Which lines in the material below contain the word "wheel"? Copy each of those lines in full. Case counts.

■ Dataset excerpts ■
◆ ◆ ◆ ◆ ◆

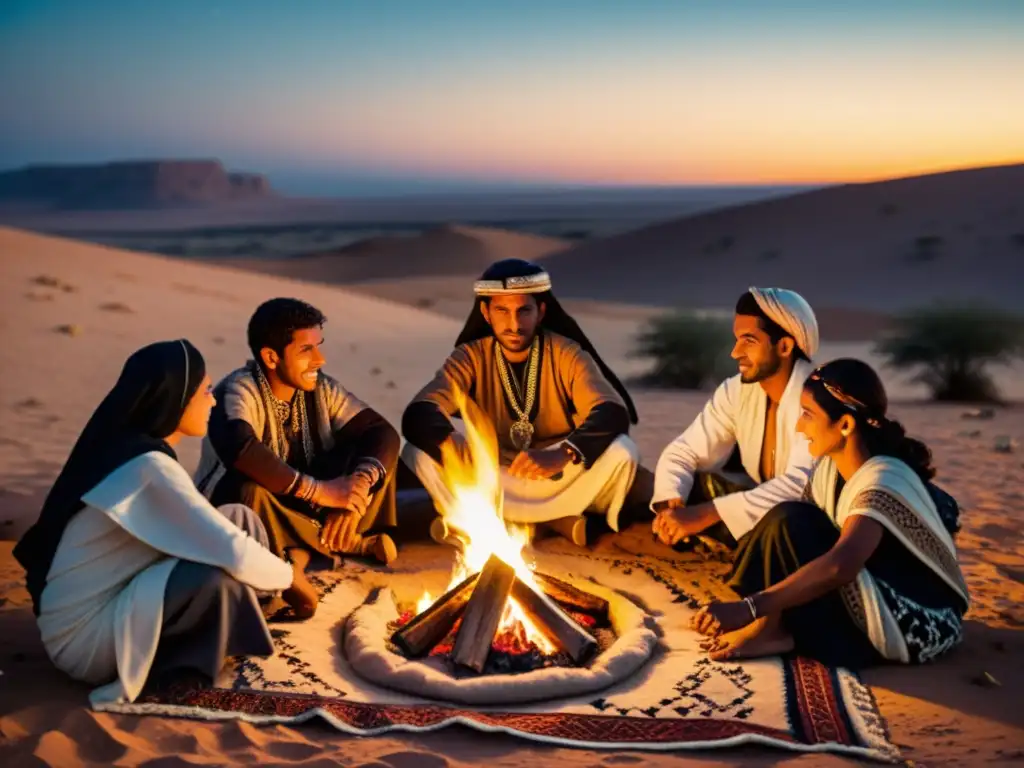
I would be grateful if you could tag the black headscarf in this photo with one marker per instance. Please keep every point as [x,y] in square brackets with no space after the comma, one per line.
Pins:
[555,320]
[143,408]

◆ ◆ ◆ ◆ ◆

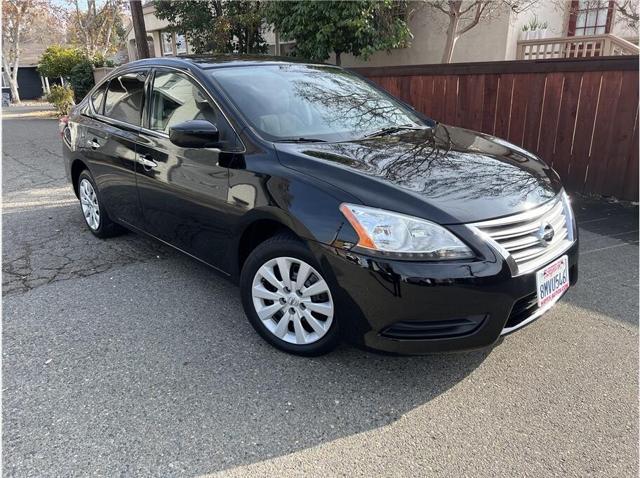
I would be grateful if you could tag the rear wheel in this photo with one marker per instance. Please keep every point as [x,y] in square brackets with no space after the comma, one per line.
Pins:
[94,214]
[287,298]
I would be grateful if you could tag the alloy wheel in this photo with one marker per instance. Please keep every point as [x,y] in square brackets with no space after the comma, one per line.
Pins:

◆ ◆ ◆ ◆ ◆

■ Answer below ■
I would be grateful if you could tag the rear wheel in this photo with one marker per instance. Please keep every point as [x,y] in square brackets with no space after the comma, one per line.
I would be grateful if you could tag the alloy wheel in this photo with one marker per instance. Please keep every point as [x,y] in square brackets with no space after the comma, one per line.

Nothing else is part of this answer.